I have extracted all the required information from the homepage. Now to get further information on Genres, Runtimes, and Plot Summaries we will have to go to the individual website of the TV Shows and extract information from there. This is how one of the individual TV Show website looks:

![](https://i.imgur.com/WrTkjd8.png)

First lets get the URLS of individual TV Shows. We can see that the individual link of the TV Show is contained in the *a href* attribute of `td` tag of class `titleColumn`: 
![](https://i.imgur.com/57gOFqK.png)

Here is function to get all the individual websites:

In [44]:
def get_tv_show_url(doc):
    """Function to get individual web sites of all the TV Shows"""

*Record excerpts*:
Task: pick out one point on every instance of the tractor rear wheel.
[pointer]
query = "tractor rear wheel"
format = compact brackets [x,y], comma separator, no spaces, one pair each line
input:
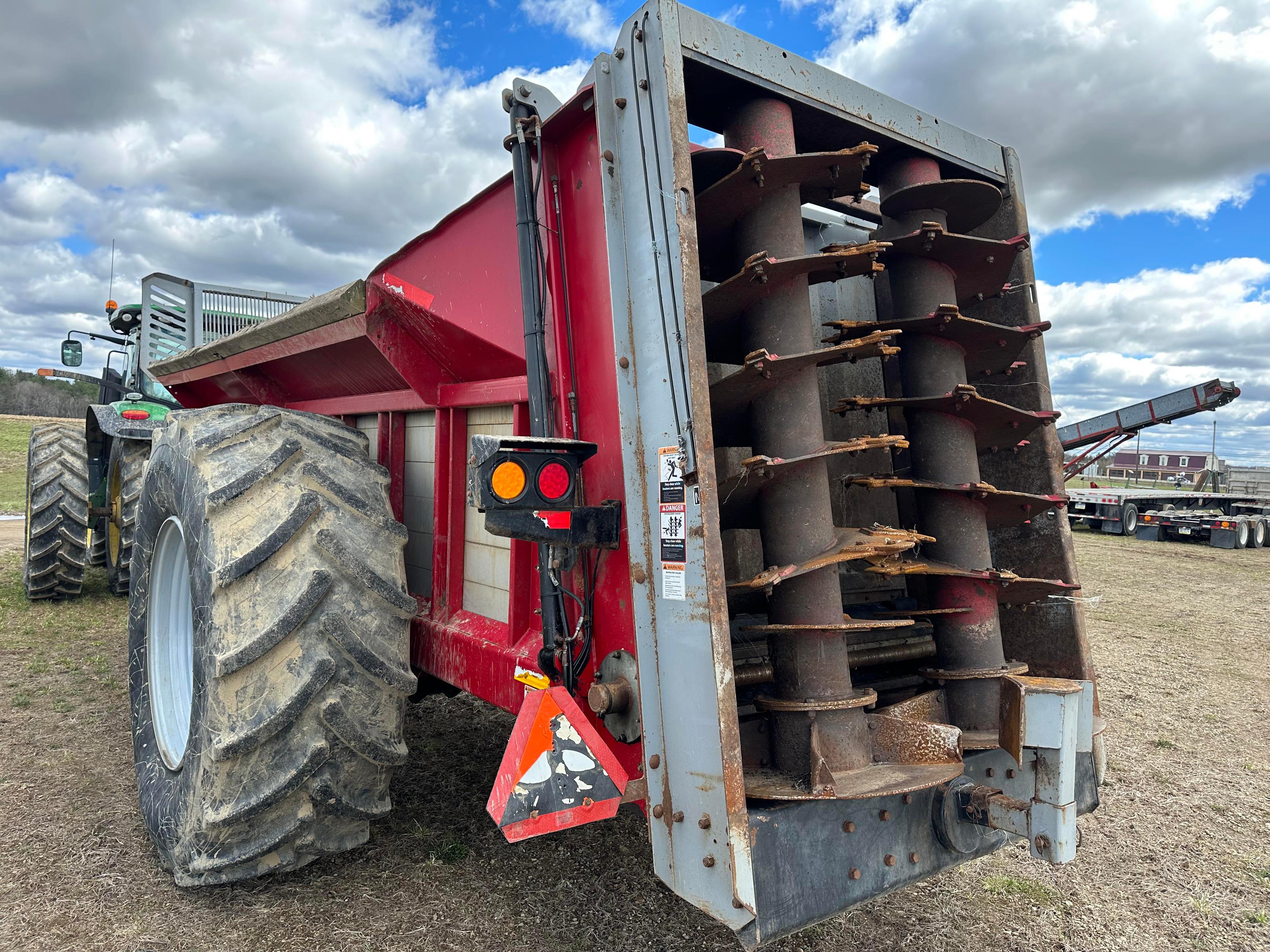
[56,544]
[124,473]
[269,643]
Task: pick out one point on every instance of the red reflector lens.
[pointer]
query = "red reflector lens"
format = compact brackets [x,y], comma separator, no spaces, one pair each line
[553,482]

*Task list*:
A. Which kinds of information does the TV show scraping tutorial say must be extracted from each show's individual website?
B. In the TV show scraping tutorial, why are the show URLs taken from the td tags of class titleColumn? Answer in one to three sentences.
C. Resume the TV show scraping tutorial from the point where it stops.

*Answers for this exercise*:
A. Genres, Runtimes, Plot Summaries

B. Each TV show's individual link is contained in the a href attribute of the td tag of class titleColumn. Reading that attribute gives the URLs of the show websites, which hold the genres, runtimes and plot summaries.

C.
    # Get a[href] attribute from td tags of class 'titleColumn'         
    tv_show_href_tags = doc.select('td.titleColumn a[href]')
    
    # Iterate over individual tags to extract a[href] attribute and append all the results to href_list
    href_list = []
    for link in tv_show_href_tags:
        a = (link['href'])
        href_list.append(a)
    
    # Add the base url(https://www.imdb.com) to the href_list to get the indivdual websites
    tv_show_urls = []
    base_url = 'https://www.imdb.com'
    for href in href_list:
        url = base_url + href
        tv_show_urls.append(url)
        
    return tv_show_urls

The function `get_tv_show_url` takes a Beautiful Soup object as an input and returns all the individual websites of the TV Shows mentioned. 

In [45]:
tv_show_urls = get_tv_show_url(doc)

In [46]:
len(tv_show_urls)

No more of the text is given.